- **SUPPLIED ENTRIES**
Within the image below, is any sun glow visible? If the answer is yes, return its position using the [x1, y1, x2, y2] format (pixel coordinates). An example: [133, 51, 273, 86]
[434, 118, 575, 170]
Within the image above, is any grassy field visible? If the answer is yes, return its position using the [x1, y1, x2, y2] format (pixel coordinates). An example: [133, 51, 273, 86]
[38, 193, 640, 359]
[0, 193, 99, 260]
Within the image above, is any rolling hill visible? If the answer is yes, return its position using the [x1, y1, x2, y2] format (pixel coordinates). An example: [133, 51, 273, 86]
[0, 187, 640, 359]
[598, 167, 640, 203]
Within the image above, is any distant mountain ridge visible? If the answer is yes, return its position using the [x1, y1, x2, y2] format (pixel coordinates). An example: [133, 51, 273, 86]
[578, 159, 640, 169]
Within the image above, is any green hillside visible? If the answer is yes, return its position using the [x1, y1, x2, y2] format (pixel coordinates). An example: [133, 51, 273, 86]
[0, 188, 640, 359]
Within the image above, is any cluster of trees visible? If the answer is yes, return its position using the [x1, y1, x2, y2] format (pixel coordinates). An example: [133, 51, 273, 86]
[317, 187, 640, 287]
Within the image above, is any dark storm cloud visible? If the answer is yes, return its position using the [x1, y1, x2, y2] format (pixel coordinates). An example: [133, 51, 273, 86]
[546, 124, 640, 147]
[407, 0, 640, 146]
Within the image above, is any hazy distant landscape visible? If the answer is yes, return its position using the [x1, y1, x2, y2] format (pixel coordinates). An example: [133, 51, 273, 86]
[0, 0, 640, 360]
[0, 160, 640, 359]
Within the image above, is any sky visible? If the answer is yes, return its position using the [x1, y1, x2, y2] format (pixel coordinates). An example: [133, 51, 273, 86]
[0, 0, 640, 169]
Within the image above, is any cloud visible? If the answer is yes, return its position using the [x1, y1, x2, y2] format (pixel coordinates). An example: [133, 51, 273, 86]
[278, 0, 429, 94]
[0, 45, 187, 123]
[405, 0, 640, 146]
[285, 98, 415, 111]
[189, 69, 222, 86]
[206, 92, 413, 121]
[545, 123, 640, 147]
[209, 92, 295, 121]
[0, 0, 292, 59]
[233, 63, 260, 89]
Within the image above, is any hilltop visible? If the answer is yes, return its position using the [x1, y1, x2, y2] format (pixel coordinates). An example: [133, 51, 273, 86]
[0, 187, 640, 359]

- **PROBLEM DETAILS**
Swap "pixel coordinates" for "pixel positions" wherever it occurs in the records above, and write out all the records again with nothing else changed.

- **EXERCISE RESPONSE**
Within the image below, is any sun glow visible? If the answer is yes, return its position using the [x1, y1, x2, y2] format (pixel positions). An example: [133, 51, 273, 86]
[434, 118, 575, 170]
Within the image above, is any grassy field visible? If the answer is yes, return its position using the [x1, y1, x2, y2] format (pixel positions). An example: [133, 51, 273, 86]
[38, 193, 640, 359]
[0, 193, 99, 260]
Within the image above, is any rolling hill visible? If the answer is yes, return its position using the [x1, y1, x2, y2] format (pixel positions). An example: [133, 51, 273, 86]
[0, 187, 640, 359]
[598, 167, 640, 203]
Within the image above, is any distant mountain ridge visible? If the answer is yes, return its position using the [x1, y1, x2, y2] format (pixel positions). An example: [133, 51, 273, 86]
[578, 159, 640, 169]
Within the image above, is any green hillside visible? If the answer is yes, return its position using the [x1, y1, x2, y2] format (pixel positions). An example: [133, 51, 273, 86]
[0, 188, 640, 359]
Within the image above, is any cluster of trees visible? If the answer is yes, return its position using the [x1, y1, x2, y2] format (pixel positions). An example: [133, 51, 273, 86]
[317, 187, 640, 287]
Within the image above, is any dark storm cloud visible? If the answer is yes, return its position using the [x1, y1, x2, y2] format (pixel positions). An example: [133, 51, 273, 86]
[546, 124, 640, 147]
[407, 0, 640, 146]
Within the image above, is any hazy distant landscape visible? If the answer is yes, return its position using the [x1, y1, x2, y2] format (pixel positions). An example: [133, 51, 273, 86]
[0, 0, 640, 360]
[0, 160, 640, 359]
Within the image above, is any sky visible? If the answer is yes, return its position using the [x1, y1, x2, y2] format (pixel positions). An example: [133, 51, 273, 86]
[0, 0, 640, 169]
Within the image above, is any cloud visible? If the answer is yes, return its position using the [x1, y1, x2, y2] format (pixel positions). An example: [133, 51, 273, 86]
[278, 0, 429, 94]
[0, 45, 187, 123]
[405, 0, 640, 146]
[285, 98, 415, 111]
[189, 69, 222, 86]
[206, 92, 413, 121]
[545, 123, 640, 147]
[209, 92, 295, 121]
[0, 0, 292, 59]
[233, 63, 260, 89]
Within the image above, is any hilltop visible? If the answer is yes, return its position using the [x1, y1, x2, y2] format (pixel positions). An example: [133, 51, 273, 86]
[0, 187, 640, 359]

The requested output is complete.